══ Passage provided

Momofuku pork belly :hungry:


----------



## dynastyreaper (Mar 13, 2017)

Pork belly is divine :rofl2: . On the side note, whenever I go to my local butcher, I could never tell myself to shell out the extra cash to buy "prime". I always pick the "choice" one.(it's about 1.5 as cheap). Is it worth it?


----------



## WildBoar (Mar 13, 2017)

Prime is a pretty big step up from Choice in my experience. Is it worth it? Well, that is hard to say, and very individual. Is a custom Devin Thomas damascus gyuto worth it over a basic Tojiro?


----------



## cheflivengood (Mar 13, 2017)

TheCaptain said:


> I corn a prime brisket at least twice a year. Have one in process right now for St. Patrick's day. Was a little nervous the first time I used pink salt but the flavor difference vs store bought OMG!!! There's no going back.



I think it's worth mentioning that if you are cooking a cured product you should be using Pink salt #1, stay safe ya'll. My buddy who does a 75 day dry age ribeye makes a beef vinegar out of the moldy bones and cap trim, which gets brushed on the plated steak along with fermented shiitake powder, black garlic sauce (bar tartine variant), fresh cracked fresh toasted black pepper and finishing salt. Sounds like a lot, everything is a small amount that intensifies the beefy/umami of the steak.


----------



## mise_en_place (Mar 13, 2017)

cheflivengood said:


> My buddy who does a 75 day dry age ribeye makes a beef vinegar out of the moldy bones and cap trim, which gets brushed on the plated steak along with fermented shiitake powder, black garlic sauce (bar tartine variant), fresh cracked fresh toasted black pepper and finishing salt. Sounds like a lot, everything is a small amount that intensifies the beefy/umami of the steak.

════
══ Input

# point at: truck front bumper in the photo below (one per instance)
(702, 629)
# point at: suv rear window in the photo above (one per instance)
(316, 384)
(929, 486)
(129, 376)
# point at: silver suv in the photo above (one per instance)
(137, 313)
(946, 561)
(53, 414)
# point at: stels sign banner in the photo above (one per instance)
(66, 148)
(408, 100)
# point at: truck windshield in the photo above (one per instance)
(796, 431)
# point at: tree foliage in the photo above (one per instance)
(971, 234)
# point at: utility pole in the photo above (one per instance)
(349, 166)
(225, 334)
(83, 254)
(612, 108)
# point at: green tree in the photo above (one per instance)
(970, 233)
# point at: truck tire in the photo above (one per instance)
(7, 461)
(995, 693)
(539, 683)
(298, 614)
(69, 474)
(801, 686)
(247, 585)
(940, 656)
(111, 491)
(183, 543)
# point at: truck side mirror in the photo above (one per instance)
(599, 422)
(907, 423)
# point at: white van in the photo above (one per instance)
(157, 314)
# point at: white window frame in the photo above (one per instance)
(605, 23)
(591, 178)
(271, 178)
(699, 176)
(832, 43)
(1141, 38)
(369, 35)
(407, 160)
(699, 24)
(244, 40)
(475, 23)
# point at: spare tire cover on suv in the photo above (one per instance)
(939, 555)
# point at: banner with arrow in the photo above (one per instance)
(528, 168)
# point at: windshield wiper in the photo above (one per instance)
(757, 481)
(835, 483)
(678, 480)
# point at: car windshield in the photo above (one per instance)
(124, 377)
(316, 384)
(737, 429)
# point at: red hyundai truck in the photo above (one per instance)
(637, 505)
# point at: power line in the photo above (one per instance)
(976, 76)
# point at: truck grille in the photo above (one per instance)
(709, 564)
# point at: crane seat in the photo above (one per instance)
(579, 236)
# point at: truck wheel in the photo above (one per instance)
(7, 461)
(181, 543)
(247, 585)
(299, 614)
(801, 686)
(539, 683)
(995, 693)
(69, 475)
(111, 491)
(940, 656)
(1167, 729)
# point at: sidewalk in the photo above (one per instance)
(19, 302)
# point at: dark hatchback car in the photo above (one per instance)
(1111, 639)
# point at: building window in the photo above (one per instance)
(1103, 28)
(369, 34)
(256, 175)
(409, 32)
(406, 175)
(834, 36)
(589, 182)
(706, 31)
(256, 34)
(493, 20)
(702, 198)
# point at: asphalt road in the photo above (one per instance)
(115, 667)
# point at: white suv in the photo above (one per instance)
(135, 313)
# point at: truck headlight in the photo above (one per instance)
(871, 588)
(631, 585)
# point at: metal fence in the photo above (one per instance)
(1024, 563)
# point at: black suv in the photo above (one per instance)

════

== Given exercise 1 ==
Edit the records from the line with "# point at: building" through the last line of the records, replacing "asphalt road" with "paved road" and leaving everything else unchanged. Give only those lines.
== Given exercise 2 ==
Pick up the forum thread on Momofuku pork belly and beef grades after its last line and write the next portion.

== Written response 1 ==
# point at: building window in the photo above (one per instance)
(1103, 28)
(369, 34)
(256, 175)
(409, 32)
(406, 175)
(834, 36)
(589, 182)
(706, 31)
(256, 34)
(493, 20)
(702, 198)
# point at: paved road in the photo above (one per instance)
(115, 667)
# point at: white suv in the photo above (one per instance)
(135, 313)
# point at: truck headlight in the photo above (one per instance)
(871, 588)
(631, 585)
# point at: metal fence in the photo above (one per instance)
(1024, 563)
# point at: black suv in the photo above (one per instance)

== Written response 2 ==
Sounds awesome.


----------



## mise_en_place (Mar 13, 2017)

dynastyreaper said:


> I could never tell myself to shell out the extra cash to buy "prime". I always pick the "choice" one.(it's about 1.5 as cheap). *Is it worth it?*



For somebody like me, who cooks beef at home about 8 times a year, absolutely. 

You can call me a snob, but I couldn't give a **** if I never ate another USDA Choice ribeye or NY strip again in my life. I wouldn't say the same about Prime ribeye or strip.


----------



## TheCaptain (Mar 13, 2017)

cheflivengood said:


> I think it's worth mentioning that if you are cooking a cured product you should be using Pink salt #1, stay safe ya'll. My buddy who does a 75 day dry age ribeye makes a beef vinegar out of the moldy bones and cap trim, which gets brushed on the plated steak along with fermented shiitake powder, black garlic sauce (bar tartine variant), fresh cracked fresh toasted black pepper and finishing salt. Sounds like a lot, everything is a small amount that intensifies the beefy/umami of the steak.



You are of.course correct! Pink salt #1 for wet cured meats. Pink salt #2 for dry cured charcuterie which I have not yet been brave enough to try.


----------



## cheflivengood (Mar 13, 2017)

TheCaptain said:


> You are of.course correct! Pink salt #1 for wet cured meats. Pink salt #2 for dry cured charcuterie which I have not yet been brave enough to try.



It actually is more complex than that. Nitrates(P2) that have been converted to nitrites(P1) over the one year minimum drying period can be used freely weather served cold or cooked. The basic rule of thumb is only use p2 for extended cures or for items that will not be heated, heating the nitrates causes them to become encased/protected from digestion, where they will find their way to major organs causing organ failure and even death (butchers madness).


----------



## panda (Mar 13, 2017)

If you're gonna shell out for ribeye, might as well not half arse it and get prime.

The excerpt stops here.